== AVAILABLE RECORDS

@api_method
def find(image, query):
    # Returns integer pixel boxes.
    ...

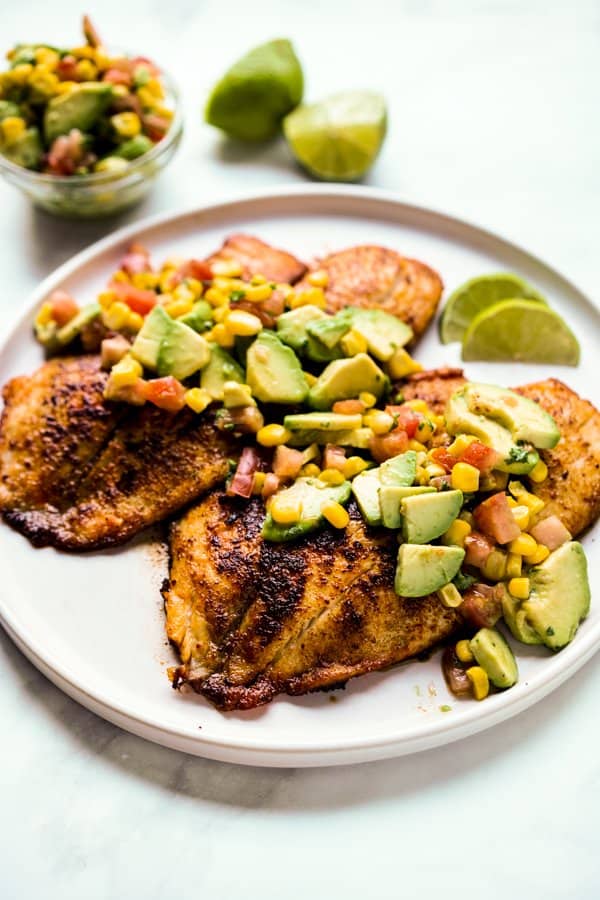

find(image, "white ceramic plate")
[1,186,598,767]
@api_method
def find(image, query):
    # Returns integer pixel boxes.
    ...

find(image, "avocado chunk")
[348,309,413,361]
[223,381,255,408]
[246,331,308,404]
[395,544,465,597]
[276,305,326,352]
[287,427,373,449]
[401,489,463,544]
[1,126,43,169]
[445,388,539,474]
[200,345,245,400]
[379,450,417,486]
[179,300,213,333]
[463,383,560,449]
[305,334,344,363]
[308,353,388,411]
[501,589,543,645]
[351,469,382,526]
[0,100,20,121]
[114,134,154,160]
[56,302,101,346]
[469,627,519,688]
[306,308,354,349]
[44,82,113,142]
[521,541,590,650]
[131,306,210,380]
[284,411,363,432]
[380,485,435,529]
[262,477,351,542]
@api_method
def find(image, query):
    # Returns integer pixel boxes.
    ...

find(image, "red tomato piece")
[460,584,504,629]
[143,114,170,141]
[460,440,500,473]
[103,68,133,87]
[464,531,495,568]
[120,243,151,275]
[323,444,347,471]
[385,405,422,438]
[272,445,304,480]
[429,447,458,472]
[56,55,78,81]
[261,473,280,498]
[145,376,186,412]
[332,399,365,415]
[110,281,157,315]
[48,290,79,326]
[473,492,521,544]
[369,428,409,463]
[179,259,213,281]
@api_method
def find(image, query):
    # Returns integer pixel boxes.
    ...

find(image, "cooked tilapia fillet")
[0,356,235,550]
[403,369,600,536]
[164,496,459,710]
[295,245,444,339]
[205,233,307,284]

====

WHAT TO PRODUCE ▸ When you repeat the data, keep it exact and drop every picture.

OUTPUT FOR THIS EXERCISE ▸
@api_method
def find(image, query):
    # Returns integer pixel boxes.
    ...


find(image, "white ceramic plate")
[1,186,598,767]
@api_method
def find(image, query):
    # Returns integer pixel boxes.
    ...

find(image, "avocado chunk")
[348,309,413,361]
[223,381,255,408]
[246,331,308,404]
[395,544,465,597]
[276,305,326,352]
[287,427,373,449]
[401,489,463,544]
[1,126,43,169]
[445,388,539,474]
[200,345,245,400]
[379,450,417,486]
[179,300,213,333]
[463,383,560,449]
[305,334,344,363]
[308,353,388,411]
[501,589,543,645]
[351,469,382,526]
[0,100,20,121]
[114,134,154,160]
[56,302,101,346]
[469,627,519,688]
[306,308,354,349]
[44,82,113,142]
[521,541,590,650]
[131,306,210,380]
[284,411,363,432]
[380,485,435,529]
[262,477,351,542]
@api_method
def find(image, query):
    # Returns integer pixel boxes.
    ...

find(image, "red tomato piece")
[460,584,504,629]
[143,114,170,141]
[460,440,500,473]
[103,68,133,87]
[464,531,495,568]
[120,243,151,275]
[323,444,347,471]
[385,405,422,438]
[272,445,304,480]
[429,447,458,472]
[56,55,78,81]
[261,473,280,498]
[145,376,186,412]
[332,399,365,415]
[110,281,157,315]
[48,290,79,326]
[473,492,521,544]
[369,428,409,463]
[179,259,213,281]
@api_method
def find(image, query):
    # Returns integer pixel boxes.
    ...

find(image, "cooked tilapia fillet")
[0,356,235,550]
[403,369,600,536]
[164,496,459,710]
[295,245,444,339]
[205,233,307,284]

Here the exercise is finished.